It's been hard to keep quiet about the San Francisco Silent Film Festival, which kicked off at the Castro Theatre last Friday evening with The Kid Brother (1927), featuring Harold Lloyd and introduced by Leonard Maltin, and wrapped Sunday evening with King Vidor's The Patsy (1928).
Here at The Evening Class, Michael Hawley provided an excellent overview and I spoke with Artistic Director Stephen Salmons, parts one and two.
Delfin Vigil likewise chatted with Salmons for the San Francisco Chronicle, detailing how the festival has "resurrected history" with such screenings as this year's Her Wild Oat (1927), for which I understand ticket sales were especially brisk.
At SF360, Mary B. Scott furnished her own overview, highlighting William Desmond Taylor's The Soul of Youth (1920)—"[A] gritty study of baby trafficking, unloved orphans, homeless young men, corrupt politicians, reformers and amazingly understanding judges"—and The Silent Enemy (1930), which she placed in the context of quasi-ethnographic docudrama replete with "absolutely gorgeous" photography, "fascinating" rituals, and a "thrilling" caribou stampede. Scott found the film "simply stunning" and "amazingly well-shot and edited."

**EXTRACTED RECORDS**
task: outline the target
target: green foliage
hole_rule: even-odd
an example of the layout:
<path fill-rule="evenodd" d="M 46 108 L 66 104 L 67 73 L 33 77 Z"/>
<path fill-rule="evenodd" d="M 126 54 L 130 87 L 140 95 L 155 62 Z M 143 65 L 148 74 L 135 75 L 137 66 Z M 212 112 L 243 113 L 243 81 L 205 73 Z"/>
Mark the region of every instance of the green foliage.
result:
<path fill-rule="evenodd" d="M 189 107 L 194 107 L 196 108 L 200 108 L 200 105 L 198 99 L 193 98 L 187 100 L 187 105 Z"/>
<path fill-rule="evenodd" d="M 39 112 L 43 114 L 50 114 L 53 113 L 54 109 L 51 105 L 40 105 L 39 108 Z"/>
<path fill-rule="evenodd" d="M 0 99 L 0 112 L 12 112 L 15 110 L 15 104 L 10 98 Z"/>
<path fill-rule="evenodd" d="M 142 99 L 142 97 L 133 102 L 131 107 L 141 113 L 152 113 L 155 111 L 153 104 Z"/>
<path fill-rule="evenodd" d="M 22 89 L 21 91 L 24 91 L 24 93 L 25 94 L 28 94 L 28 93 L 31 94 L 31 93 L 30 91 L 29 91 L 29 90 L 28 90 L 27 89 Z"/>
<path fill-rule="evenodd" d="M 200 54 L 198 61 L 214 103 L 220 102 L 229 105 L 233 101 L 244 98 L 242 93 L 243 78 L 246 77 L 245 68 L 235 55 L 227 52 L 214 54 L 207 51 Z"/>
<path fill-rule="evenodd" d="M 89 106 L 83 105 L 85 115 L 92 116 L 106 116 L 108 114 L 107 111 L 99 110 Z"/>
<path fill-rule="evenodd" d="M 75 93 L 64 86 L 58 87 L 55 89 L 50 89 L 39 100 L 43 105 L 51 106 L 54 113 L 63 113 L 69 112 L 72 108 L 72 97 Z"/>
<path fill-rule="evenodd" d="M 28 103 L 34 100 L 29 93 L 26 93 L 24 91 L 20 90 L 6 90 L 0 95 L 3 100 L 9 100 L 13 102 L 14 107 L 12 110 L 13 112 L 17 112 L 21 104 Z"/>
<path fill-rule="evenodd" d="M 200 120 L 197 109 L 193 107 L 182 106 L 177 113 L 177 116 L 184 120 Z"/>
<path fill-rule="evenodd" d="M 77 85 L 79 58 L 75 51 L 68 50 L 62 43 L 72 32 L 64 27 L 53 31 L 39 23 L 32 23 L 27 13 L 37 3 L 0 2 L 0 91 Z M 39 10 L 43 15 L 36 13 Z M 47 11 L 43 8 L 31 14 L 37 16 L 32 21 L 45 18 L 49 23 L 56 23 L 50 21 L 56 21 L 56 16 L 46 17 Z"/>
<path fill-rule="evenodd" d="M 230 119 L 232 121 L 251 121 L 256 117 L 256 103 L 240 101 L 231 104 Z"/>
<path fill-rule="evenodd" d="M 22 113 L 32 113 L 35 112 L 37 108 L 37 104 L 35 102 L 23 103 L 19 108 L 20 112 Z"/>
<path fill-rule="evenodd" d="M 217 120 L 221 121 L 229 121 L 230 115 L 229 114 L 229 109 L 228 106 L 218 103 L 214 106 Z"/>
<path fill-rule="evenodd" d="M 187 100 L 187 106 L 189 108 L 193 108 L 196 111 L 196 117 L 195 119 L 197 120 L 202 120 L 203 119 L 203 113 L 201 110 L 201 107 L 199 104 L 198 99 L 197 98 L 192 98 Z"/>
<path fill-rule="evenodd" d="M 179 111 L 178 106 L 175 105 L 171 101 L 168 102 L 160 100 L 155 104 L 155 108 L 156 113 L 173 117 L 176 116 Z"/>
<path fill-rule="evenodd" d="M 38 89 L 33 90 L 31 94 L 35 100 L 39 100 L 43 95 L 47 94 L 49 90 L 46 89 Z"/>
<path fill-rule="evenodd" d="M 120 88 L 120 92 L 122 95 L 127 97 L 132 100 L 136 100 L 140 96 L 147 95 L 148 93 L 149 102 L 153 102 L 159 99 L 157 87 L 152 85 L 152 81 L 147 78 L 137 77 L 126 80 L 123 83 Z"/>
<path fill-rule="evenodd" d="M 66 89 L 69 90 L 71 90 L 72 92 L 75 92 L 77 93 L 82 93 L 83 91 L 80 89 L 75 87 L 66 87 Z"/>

**PROBLEM**
Copy the passage about the San Francisco Silent Film Festival from the words "Here at The" through "were especially brisk.", replacing "chatted" with "talked". The records can be set aside; nothing here depends on them.

**ANSWER TO THIS PROBLEM**
Here at The Evening Class, Michael Hawley provided an excellent overview and I spoke with Artistic Director Stephen Salmons, parts one and two.
Delfin Vigil likewise talked with Salmons for the San Francisco Chronicle, detailing how the festival has "resurrected history" with such screenings as this year's Her Wild Oat (1927), for which I understand ticket sales were especially brisk.